+++ Exercise text

Src is a family of proto-oncogenic tyrosine kinases originally discovered by J. Michael Bishop and Harold E. Varmus, for which they won the Nobel Prize. The discovery of Src family proteins has been instrumental to the modern understanding of cancer as a disease where normally healthy cellular signalling has gone awry.
Later work by others showed that RSV was a type of retrovirus. Non-cancer-forming retroviruses contain three genes, called gag, pol, and env. Some tumor-inducing retroviruses (such as RSV), however, contain a gene called v-src (viral-sarcoma). It was found that the v-src gene in RSV is required for the formation of cancer and that the other genes have no role in oncogenesis.
A function for Src tyrosine kinases in normal cell growth was first demonstrated with the binding of family member p56lck to the cytoplasmic tail of the CD4 and CD8 co-receptors on T-cells. Src tyrosine kinases also transmit integrin-dependent signals central to cell movement and proliferation. Hallmarks of v-src induced transformation are rounding of the cell and the formation of actin rich podosomes on the basal surface of the cell. These structures are correlated with increased invasiveness, a process thought to be essential for metastasis.

++++++

▶ **Task objective**
In the passage on Src kinases, why do the actin-rich podosomes formed during v-src induced transformation matter? Reply in one to three sentences. Answer using only the text.

+++ Extracted information

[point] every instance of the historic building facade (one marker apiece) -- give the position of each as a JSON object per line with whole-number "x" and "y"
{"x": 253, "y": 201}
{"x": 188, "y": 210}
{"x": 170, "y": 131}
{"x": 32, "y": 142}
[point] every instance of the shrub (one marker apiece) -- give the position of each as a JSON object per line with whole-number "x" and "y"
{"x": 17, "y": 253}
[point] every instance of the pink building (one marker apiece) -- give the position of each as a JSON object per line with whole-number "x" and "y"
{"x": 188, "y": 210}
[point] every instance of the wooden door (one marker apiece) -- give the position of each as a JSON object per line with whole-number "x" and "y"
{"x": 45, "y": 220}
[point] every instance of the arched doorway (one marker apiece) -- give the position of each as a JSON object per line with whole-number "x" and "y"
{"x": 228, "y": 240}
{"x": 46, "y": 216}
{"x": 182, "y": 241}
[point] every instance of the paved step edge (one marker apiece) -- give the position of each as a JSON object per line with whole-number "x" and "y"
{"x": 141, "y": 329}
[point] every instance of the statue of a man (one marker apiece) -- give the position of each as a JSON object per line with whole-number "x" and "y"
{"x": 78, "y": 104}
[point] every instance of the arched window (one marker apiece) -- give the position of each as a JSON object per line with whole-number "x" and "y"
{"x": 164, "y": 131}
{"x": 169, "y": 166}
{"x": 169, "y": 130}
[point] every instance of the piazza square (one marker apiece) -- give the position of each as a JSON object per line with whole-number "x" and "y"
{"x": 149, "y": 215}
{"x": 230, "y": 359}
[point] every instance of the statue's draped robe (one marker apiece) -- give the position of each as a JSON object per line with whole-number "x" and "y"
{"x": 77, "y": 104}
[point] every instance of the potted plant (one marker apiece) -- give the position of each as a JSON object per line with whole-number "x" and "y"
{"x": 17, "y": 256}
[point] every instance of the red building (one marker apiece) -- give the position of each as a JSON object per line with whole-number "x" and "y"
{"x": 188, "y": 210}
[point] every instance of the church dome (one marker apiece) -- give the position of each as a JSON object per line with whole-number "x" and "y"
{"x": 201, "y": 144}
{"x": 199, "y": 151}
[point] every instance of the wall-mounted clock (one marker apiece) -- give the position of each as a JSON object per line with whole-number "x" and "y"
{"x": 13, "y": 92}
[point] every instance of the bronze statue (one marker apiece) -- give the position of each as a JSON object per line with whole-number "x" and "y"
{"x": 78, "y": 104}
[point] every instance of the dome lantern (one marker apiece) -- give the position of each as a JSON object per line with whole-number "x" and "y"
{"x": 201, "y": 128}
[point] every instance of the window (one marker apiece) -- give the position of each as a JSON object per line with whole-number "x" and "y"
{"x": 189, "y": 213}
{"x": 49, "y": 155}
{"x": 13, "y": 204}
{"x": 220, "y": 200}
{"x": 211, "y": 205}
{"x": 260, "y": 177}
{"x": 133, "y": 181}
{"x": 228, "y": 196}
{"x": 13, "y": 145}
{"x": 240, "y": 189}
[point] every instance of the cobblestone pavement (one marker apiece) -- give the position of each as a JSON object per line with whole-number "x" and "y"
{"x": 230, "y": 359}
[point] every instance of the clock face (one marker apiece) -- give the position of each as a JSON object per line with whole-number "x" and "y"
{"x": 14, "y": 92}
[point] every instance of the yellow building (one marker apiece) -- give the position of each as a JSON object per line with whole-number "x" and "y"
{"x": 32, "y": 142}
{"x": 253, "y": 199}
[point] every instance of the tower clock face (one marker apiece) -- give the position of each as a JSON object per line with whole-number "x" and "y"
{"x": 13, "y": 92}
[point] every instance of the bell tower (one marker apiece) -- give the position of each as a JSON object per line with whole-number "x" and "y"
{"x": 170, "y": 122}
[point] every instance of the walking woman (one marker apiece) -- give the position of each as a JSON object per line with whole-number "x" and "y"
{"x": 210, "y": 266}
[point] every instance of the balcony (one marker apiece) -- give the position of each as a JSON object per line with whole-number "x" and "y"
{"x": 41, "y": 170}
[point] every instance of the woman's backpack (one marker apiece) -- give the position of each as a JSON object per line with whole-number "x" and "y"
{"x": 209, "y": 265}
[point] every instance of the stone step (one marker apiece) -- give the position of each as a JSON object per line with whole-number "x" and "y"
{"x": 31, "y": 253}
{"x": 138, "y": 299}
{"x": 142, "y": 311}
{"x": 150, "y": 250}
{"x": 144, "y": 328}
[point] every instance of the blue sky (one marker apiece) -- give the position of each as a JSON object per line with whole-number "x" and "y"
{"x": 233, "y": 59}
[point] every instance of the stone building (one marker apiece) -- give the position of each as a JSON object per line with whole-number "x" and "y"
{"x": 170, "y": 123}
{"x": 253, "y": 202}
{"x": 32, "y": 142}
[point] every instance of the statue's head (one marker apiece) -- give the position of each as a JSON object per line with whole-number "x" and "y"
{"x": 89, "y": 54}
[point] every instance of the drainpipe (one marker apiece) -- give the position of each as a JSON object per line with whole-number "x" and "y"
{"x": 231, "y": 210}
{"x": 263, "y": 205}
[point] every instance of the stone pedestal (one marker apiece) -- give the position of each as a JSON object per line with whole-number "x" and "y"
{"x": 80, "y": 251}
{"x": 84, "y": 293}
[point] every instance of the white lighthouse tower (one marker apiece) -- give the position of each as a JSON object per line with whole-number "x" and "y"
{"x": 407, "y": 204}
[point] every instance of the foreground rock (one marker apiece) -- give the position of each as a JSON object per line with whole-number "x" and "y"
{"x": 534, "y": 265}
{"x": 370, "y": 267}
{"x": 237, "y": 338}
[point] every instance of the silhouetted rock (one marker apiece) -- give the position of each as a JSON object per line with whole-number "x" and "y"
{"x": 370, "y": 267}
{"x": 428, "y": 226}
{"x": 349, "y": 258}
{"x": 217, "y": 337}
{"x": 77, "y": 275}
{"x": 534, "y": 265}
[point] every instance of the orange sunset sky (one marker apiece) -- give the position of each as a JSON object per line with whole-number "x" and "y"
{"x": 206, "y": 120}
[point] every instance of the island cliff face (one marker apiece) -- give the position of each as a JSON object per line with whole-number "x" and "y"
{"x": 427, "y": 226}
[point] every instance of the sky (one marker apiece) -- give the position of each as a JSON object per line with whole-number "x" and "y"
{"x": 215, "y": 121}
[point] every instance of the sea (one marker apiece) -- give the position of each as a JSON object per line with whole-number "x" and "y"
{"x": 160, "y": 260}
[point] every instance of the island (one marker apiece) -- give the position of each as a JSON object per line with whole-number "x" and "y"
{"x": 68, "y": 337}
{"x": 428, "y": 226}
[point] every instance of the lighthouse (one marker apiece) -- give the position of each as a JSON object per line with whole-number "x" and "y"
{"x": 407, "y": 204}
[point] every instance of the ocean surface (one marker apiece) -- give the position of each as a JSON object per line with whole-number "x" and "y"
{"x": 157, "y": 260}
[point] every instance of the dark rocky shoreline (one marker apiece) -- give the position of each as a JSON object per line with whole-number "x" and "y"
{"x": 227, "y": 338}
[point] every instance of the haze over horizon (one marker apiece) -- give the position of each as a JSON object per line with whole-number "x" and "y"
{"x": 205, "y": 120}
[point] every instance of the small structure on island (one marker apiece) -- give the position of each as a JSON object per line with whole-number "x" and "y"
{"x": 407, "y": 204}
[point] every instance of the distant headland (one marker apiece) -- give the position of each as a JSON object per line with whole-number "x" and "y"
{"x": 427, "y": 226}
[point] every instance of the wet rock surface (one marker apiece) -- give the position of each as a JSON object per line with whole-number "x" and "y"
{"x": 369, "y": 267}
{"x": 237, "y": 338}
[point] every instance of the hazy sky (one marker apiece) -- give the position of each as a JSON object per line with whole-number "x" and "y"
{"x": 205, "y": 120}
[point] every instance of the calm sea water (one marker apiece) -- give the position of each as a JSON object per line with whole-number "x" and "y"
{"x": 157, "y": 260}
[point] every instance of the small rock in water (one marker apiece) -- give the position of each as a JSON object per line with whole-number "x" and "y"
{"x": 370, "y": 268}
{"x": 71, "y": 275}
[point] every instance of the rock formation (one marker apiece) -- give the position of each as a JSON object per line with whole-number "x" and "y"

++++++

▶ **Written answer**
The podosomes that form on the basal surface of the cell are correlated with increased invasiveness. Invasiveness is a process thought to be essential for metastasis.